→ Your goal
Put the material below, beginning at the line that has "on the dark-skinned" and stopping after the line that has "x=506, y=81", into a two-column CSV headed text and answer. Give each text its own row, place that text and the answer after it each in one quoted field, and replace any line breaks with spaces.

→ Material provided
────────────────────────────────────────
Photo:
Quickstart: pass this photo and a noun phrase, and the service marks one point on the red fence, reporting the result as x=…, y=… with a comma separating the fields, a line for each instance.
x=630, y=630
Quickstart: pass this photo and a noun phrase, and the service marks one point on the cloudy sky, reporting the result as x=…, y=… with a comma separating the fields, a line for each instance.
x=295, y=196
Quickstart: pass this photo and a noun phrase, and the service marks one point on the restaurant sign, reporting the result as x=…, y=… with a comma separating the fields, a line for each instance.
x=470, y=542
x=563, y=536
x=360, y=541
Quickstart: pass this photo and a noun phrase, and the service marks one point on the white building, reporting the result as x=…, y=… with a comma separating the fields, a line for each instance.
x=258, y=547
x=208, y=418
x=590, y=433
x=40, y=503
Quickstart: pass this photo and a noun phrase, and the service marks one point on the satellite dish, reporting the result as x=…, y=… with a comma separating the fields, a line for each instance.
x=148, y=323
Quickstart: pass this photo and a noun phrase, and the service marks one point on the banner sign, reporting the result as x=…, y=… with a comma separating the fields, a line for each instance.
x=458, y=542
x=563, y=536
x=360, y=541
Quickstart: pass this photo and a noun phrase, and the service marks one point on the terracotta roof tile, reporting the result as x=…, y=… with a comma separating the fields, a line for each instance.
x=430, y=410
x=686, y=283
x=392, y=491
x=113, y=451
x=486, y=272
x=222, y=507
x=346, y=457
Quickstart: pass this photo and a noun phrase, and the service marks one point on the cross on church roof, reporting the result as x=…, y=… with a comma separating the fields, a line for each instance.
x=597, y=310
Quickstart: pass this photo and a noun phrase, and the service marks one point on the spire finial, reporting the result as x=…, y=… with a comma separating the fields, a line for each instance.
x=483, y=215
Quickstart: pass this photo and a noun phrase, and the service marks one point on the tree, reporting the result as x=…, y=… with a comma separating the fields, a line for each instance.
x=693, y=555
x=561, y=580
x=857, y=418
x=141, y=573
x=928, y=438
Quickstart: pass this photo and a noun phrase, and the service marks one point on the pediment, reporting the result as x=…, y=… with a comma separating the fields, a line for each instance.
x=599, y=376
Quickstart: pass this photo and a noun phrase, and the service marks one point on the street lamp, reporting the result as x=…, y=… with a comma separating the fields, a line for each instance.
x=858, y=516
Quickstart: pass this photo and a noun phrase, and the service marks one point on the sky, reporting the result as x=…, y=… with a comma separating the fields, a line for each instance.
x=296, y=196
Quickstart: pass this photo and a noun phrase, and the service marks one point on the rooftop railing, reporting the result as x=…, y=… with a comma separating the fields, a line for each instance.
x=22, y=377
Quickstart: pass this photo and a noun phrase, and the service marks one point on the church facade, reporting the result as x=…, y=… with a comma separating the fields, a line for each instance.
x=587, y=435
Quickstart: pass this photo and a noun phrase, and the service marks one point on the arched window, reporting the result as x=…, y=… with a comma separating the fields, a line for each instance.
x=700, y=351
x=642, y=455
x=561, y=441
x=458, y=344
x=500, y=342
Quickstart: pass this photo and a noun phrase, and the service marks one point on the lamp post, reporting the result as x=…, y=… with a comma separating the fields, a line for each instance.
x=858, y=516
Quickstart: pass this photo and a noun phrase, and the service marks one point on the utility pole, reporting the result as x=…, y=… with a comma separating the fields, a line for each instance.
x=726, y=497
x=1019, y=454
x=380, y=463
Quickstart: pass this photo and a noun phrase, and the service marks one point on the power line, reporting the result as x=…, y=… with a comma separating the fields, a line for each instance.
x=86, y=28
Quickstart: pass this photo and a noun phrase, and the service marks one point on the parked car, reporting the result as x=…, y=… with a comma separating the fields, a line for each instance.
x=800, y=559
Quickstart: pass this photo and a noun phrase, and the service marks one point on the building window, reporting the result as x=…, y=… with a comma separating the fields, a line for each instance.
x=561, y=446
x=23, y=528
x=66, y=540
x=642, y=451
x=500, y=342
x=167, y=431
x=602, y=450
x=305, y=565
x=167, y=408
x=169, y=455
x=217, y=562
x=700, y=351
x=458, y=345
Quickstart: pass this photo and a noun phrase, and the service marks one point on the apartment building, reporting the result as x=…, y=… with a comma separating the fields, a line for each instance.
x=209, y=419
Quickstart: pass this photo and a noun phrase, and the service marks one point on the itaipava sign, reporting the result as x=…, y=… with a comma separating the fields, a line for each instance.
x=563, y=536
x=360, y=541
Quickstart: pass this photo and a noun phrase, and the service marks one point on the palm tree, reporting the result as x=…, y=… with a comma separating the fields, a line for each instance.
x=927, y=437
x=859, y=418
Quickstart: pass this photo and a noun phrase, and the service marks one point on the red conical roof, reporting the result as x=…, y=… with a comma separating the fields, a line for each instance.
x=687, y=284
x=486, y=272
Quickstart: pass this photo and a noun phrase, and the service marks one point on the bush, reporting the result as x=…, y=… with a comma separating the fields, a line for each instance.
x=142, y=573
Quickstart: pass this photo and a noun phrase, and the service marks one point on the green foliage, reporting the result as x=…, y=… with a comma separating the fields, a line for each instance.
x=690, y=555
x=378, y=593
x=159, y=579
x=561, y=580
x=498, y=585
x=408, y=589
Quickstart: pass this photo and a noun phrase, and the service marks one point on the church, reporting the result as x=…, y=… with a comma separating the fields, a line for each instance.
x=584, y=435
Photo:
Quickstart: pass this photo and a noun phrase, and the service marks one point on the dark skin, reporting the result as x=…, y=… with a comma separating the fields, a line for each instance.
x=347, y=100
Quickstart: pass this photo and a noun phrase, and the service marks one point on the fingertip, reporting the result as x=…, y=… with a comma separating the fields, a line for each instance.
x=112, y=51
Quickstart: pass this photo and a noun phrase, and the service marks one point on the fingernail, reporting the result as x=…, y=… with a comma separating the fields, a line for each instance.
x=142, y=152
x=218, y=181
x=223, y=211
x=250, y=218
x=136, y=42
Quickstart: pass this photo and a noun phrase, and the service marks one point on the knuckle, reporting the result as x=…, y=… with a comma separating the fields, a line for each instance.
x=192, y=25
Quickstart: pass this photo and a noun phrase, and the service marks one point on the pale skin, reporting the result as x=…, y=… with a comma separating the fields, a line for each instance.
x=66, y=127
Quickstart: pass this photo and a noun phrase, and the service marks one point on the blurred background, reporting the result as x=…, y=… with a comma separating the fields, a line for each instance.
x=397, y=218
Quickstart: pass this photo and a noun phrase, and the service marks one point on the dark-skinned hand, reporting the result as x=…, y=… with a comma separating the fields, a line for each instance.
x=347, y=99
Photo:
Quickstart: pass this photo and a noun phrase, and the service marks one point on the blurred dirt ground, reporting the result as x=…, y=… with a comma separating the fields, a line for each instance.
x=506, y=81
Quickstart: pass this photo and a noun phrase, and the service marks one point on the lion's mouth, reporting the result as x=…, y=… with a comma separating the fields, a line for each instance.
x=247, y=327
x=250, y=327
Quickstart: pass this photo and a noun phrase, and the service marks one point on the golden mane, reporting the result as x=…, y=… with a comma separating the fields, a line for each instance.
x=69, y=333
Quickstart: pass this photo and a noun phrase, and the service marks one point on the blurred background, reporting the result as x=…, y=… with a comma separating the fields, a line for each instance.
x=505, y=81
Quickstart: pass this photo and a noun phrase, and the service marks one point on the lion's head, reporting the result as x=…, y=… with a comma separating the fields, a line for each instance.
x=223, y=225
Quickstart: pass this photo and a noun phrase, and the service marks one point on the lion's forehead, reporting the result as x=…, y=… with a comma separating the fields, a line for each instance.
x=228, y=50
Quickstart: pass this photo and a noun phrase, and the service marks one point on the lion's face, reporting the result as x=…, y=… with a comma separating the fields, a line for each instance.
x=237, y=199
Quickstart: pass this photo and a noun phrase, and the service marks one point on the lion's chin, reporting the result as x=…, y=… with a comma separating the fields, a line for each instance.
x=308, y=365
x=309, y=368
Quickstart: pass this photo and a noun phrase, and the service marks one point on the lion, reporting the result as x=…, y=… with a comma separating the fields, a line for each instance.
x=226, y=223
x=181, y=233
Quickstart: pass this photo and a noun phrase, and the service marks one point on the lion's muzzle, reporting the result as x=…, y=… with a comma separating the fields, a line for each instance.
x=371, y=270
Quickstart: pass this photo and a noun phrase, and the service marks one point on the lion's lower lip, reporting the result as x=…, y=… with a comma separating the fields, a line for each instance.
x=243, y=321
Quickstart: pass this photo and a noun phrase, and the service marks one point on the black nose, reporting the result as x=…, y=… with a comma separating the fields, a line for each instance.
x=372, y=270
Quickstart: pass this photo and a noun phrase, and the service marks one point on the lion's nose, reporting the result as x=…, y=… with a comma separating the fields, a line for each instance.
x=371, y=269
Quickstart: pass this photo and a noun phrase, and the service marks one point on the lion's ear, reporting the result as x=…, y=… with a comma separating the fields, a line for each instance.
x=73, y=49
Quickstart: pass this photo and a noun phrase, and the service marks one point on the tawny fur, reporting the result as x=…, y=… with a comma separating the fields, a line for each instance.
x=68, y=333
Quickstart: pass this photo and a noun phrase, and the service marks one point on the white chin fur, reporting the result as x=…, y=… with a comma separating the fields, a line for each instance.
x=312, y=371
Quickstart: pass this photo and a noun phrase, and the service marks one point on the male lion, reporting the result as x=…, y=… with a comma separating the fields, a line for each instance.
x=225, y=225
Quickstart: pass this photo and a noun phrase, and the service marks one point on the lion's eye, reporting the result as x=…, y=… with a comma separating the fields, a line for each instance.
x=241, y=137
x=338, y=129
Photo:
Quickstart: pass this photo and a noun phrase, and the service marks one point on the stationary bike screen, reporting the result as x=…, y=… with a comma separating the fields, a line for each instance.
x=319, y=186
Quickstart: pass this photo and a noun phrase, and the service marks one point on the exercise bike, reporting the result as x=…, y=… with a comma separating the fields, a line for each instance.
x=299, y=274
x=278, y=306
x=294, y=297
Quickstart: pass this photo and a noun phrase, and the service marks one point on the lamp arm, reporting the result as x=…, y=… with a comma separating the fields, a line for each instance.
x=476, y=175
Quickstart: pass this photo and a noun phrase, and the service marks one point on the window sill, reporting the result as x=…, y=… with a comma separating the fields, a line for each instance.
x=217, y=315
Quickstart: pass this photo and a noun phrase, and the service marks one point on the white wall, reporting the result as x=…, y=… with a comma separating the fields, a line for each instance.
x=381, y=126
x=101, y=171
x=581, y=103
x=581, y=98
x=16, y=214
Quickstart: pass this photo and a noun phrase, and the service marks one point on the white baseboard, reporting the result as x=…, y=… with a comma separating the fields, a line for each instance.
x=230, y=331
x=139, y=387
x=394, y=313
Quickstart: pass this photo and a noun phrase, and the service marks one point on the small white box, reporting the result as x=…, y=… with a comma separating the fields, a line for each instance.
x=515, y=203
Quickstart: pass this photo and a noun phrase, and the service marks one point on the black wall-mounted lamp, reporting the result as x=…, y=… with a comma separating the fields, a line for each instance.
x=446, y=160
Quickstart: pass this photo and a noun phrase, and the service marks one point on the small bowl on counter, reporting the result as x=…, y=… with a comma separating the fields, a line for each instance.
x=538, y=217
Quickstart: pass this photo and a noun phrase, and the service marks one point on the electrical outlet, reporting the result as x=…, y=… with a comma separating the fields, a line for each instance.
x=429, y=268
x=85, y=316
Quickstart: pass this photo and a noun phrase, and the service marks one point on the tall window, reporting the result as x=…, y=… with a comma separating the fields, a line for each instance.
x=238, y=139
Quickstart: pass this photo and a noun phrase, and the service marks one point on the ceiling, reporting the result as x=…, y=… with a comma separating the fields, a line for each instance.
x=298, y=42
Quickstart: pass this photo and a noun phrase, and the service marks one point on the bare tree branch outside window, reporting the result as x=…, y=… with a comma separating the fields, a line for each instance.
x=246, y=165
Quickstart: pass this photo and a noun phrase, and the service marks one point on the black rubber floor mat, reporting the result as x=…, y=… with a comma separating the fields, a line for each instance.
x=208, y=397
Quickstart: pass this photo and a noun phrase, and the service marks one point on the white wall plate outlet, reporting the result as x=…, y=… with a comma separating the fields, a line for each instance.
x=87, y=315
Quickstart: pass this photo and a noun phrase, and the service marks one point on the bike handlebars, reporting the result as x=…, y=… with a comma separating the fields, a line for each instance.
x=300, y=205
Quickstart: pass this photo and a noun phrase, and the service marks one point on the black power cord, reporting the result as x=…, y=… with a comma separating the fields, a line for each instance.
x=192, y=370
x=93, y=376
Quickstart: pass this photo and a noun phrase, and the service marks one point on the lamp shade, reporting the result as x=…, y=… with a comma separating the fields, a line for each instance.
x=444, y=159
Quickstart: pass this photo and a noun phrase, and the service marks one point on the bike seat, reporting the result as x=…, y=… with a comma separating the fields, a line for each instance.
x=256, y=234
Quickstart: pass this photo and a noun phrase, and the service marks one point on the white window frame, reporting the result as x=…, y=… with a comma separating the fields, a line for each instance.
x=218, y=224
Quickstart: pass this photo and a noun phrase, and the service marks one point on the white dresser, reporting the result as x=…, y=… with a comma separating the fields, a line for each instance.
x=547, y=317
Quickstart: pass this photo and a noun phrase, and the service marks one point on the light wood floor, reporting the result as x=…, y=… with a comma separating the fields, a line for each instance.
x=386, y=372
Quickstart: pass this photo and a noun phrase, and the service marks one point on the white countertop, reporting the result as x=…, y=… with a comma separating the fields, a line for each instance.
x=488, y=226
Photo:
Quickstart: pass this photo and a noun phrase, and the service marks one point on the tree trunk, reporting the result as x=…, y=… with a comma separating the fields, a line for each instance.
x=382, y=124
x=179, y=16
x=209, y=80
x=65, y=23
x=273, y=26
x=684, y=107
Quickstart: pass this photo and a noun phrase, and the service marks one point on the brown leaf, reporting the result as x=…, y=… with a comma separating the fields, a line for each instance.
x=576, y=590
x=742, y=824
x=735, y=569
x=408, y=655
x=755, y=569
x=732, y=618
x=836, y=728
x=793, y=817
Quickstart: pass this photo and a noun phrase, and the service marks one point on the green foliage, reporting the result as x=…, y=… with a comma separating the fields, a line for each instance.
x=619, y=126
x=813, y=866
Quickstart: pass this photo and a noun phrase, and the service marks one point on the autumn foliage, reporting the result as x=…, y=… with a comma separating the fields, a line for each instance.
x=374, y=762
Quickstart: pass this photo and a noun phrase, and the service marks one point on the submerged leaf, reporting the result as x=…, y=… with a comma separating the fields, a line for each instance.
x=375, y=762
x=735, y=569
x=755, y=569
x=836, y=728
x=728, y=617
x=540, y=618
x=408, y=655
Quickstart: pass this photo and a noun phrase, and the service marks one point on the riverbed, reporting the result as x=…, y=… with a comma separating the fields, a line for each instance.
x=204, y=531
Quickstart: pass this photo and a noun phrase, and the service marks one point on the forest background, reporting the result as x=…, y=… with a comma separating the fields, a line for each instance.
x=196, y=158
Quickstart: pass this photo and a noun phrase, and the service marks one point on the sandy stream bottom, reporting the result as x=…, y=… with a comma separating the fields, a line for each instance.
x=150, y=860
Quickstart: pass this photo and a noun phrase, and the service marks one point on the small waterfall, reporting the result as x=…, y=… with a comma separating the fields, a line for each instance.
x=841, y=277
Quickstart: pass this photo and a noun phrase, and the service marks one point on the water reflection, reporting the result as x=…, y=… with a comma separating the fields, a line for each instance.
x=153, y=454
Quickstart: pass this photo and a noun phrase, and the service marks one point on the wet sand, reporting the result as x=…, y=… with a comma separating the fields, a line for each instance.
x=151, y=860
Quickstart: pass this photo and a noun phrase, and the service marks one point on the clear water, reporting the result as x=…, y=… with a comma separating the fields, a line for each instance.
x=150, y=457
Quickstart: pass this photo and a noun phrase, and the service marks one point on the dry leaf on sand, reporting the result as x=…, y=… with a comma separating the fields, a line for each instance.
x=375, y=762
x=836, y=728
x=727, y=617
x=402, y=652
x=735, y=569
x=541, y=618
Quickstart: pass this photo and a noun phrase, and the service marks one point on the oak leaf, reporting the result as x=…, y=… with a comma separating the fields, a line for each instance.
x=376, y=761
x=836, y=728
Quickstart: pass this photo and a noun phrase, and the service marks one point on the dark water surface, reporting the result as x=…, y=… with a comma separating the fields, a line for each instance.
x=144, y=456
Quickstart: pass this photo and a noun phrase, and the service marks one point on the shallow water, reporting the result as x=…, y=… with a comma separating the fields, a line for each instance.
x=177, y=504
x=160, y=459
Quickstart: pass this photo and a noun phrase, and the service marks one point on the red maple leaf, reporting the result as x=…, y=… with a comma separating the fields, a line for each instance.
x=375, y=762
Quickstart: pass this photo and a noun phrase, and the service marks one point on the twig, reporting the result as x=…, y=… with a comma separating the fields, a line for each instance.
────────────────────────────────────────
→ The answer
text,answer
"Quickstart: pass this photo and a noun phrase, and the service marks one point on the dark-skinned hand, reporting the result as x=…, y=… with a comma separating the fields, a line for each instance.","x=347, y=99"
"Photo: Quickstart: pass this photo and a noun phrase, and the service marks one point on the blurred dirt ground, reporting the result as x=…, y=… with a comma separating the fields, a line for each instance.","x=506, y=81"